WHAT THIS TASK INVOLVES ::
Answer these questions from the forum thread on lighting for a Fluval Edge tank:
1. What substrate does the tank use?
2. About how many watts per gallon does jimwalsh say the tank currently has?
3. What price did jimjim27 pay for the pressurised CO2 kit?

EXCERPTED TEXT ::
┌──

# Lighting for Fluval Edge 23l Planted



## jimjim27 (15 May 2013)

Hi everyone

Just joined and wanted to know peoples thoughts on what lighting i can get to replace my DIY modded Fluval edge lighting i'll give you a quick list of my spec to give you guy a better idea. what i want it to obviously get my tank looking really neat and tidy but keeping it natural.

Lights - 2 x MR 16 LED 3.6 w
Filter - Fluval HOB
Co2 - Not ATM as just introduced RCS
Substrate - Standard small Black gravel
Plants - Rucci and Dwarf Hair Grass
Inhabitants - Yamoto shrimp , RC Shrimp , Snails Zebra and horned

with the lighting i have on it does make the tank stand out but i dont think it is the best thing for the plants or my RCS.

if anyone could give me some ideas for lighting i would really appreciate it. i have been looking around but i dont want to spend money on something when im not even sure if it will be better than what i have.

ps i would like to keep to a budget.

Thanks


----------



## jimjim27 (15 May 2013)




----------



## jimwalsh (15 May 2013)

why do you want to change the lighting?

i would concentrate on  getting CO2 and fert dosing sorted first before messing with the lighting...


----------



## jimjim27 (15 May 2013)

Hi

Because i don't think my lighting is meeting the temperature requirements for the plants.

so dont want to start wasting money on dosing ferts and Co2 if my lights are not producing enough to encourage plants photosynthesis


----------



## jimwalsh (15 May 2013)

I would respectfully suggest that you shouldn't waste money on new lighting till you have the Co2 and fertilizer situation under control.

A good analogy would be that lighting acts as the accelerator in a car. the CO2 and ferts act as chassis and fuel of the car

the more light you add into a tank the faster things will grow. however like a car if you don't have a decent chassis coupled with enough fuel and oil the car will break down. And breaking down in a planted tank means two things plant melt/death and algae

you have enough light to encourage growth ATM but without sufficient co2 and fertiliser in your water column you will get problems. you have approximately 0.5 -0.75 watts per gallon which will grow anything that you want.

plants need carbon to grow  they also need nutrition to thrive

CO2 provides carbon and fertiliser provides nutrition.

If you look at low tech plants then you can not bother with pressurised CO2  you can just use liquid carbon to supplement.

the route you choose should be guided by the plants you want to grow.


----------



## jimwalsh (15 May 2013)

when you talk about temperature I am assuming you are referring to colour temperature.

there are several good posts on here discussing this 

the short answer is that broadly speaking colour temperature makes little difference other than how the plants look

Spectrum...doesn't matter...does it? | UK Aquatic Plant Society


----------



## jimwalsh (15 May 2013)

just realised you have shrimp so liquid CO2 is a no no as far as I know (disclaimer I know nothing about shrimp)


----------



## jimjim27 (15 May 2013)

Thanks for the info jim.

I have pressurised co2 with a fluval kit 22 I think its called. The only reason I have that is because I bought it for £1.50. Can you recommend any ferts that would be suitable to use with shrimp?


----------



## jimwalsh (15 May 2013)

EI DOSING USING DRY SALTS | UK Aquatic Plant Society

have a read of this thread which explains EI dosing with dry salts there is a little bit of a learning curve getting the head around the concepts but it is cheap and easy once you understand

TNC EI Kits : FluidsensorOnline.com, The Nutrient Solution you can buy ei kits here

if you want a ready mixed solution  they also sell

TNC Complete - Aquarium Plant Food - 1000ml - £12.45 : FluidsensorOnline.com, The Nutrient Solution


----------

└──

SUPPLIED RECORDS ::

┌──

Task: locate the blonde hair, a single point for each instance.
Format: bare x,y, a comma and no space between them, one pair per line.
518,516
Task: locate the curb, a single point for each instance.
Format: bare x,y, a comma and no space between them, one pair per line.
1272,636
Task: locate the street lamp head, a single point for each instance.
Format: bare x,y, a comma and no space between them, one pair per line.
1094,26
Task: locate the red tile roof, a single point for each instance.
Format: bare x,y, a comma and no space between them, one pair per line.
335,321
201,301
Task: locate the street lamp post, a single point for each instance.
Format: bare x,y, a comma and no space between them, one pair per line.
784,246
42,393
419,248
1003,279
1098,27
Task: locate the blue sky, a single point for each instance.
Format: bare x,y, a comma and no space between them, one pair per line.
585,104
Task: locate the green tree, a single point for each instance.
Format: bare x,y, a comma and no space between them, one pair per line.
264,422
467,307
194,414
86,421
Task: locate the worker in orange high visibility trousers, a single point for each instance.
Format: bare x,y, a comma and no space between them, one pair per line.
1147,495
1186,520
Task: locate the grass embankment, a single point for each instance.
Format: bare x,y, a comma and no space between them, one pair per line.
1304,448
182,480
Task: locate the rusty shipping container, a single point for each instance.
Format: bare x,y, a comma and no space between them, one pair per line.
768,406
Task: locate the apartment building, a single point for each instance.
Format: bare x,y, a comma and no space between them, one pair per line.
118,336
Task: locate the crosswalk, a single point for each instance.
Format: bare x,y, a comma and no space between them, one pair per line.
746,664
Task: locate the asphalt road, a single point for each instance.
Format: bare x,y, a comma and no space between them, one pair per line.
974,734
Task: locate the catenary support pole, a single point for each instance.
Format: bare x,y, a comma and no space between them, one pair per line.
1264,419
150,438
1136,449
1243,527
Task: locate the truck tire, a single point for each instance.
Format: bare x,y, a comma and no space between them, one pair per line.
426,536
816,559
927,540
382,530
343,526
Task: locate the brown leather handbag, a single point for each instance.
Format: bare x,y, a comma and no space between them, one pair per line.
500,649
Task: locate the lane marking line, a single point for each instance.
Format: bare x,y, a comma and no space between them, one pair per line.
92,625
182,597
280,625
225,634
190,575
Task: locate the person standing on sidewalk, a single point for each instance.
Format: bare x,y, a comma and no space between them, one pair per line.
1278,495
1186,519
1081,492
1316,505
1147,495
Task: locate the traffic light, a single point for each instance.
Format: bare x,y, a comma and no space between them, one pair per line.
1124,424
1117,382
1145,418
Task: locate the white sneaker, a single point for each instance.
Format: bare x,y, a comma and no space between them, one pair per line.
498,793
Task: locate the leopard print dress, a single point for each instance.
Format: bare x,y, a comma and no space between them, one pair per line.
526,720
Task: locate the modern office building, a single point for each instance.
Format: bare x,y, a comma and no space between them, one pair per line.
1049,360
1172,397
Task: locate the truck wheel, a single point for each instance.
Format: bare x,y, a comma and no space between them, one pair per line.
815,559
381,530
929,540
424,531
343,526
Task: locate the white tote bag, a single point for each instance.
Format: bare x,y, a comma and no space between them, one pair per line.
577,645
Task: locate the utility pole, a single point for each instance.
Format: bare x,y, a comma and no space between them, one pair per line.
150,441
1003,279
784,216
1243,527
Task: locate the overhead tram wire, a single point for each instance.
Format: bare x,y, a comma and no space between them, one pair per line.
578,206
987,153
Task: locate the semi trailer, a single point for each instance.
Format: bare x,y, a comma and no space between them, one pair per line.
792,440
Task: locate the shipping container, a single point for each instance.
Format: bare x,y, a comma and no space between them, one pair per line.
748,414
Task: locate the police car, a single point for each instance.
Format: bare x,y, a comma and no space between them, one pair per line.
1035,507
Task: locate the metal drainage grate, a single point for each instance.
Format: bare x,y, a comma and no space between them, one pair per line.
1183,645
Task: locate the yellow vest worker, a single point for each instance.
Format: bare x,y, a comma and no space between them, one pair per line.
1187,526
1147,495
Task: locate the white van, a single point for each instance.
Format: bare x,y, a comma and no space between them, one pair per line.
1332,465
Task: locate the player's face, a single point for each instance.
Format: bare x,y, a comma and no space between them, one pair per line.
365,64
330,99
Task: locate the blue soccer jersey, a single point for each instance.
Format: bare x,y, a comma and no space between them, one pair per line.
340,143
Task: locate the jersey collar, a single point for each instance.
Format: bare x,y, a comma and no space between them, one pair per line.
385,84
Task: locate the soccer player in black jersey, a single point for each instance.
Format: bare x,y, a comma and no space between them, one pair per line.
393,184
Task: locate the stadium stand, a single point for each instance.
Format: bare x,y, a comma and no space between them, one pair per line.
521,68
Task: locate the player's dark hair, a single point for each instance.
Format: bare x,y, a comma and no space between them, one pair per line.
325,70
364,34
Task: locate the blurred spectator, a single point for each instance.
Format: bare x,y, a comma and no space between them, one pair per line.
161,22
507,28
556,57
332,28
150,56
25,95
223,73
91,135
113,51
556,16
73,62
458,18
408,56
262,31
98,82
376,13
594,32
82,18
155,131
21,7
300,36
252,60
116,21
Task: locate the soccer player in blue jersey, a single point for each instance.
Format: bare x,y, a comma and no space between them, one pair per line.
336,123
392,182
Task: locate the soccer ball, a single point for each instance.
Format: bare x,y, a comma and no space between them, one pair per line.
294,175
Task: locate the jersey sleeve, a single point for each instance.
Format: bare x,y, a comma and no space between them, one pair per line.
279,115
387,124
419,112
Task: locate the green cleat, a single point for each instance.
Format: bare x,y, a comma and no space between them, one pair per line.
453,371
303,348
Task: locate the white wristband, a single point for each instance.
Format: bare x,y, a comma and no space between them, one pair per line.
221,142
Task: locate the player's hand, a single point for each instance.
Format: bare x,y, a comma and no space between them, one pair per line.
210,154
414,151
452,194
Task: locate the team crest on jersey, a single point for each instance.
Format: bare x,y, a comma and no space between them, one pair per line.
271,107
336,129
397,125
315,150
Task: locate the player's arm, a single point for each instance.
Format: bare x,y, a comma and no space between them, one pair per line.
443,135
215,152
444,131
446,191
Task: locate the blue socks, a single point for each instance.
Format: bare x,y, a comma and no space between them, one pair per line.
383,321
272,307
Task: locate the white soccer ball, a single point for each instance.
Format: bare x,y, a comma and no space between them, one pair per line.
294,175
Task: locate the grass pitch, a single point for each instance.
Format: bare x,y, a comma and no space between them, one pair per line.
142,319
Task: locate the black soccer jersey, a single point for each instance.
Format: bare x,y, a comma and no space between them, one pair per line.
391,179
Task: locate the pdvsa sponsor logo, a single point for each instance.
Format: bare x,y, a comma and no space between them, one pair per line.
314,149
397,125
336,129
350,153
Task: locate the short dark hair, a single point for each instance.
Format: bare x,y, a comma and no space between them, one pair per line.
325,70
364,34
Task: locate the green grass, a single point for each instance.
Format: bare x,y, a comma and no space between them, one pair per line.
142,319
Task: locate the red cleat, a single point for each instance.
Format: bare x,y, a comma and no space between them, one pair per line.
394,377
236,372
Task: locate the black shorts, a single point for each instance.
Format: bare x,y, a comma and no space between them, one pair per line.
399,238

└──

WORKED ANSWER ::
1. Standard small black gravel
2. Approximately 0.5–0.75 watts per gallon
3. £1.50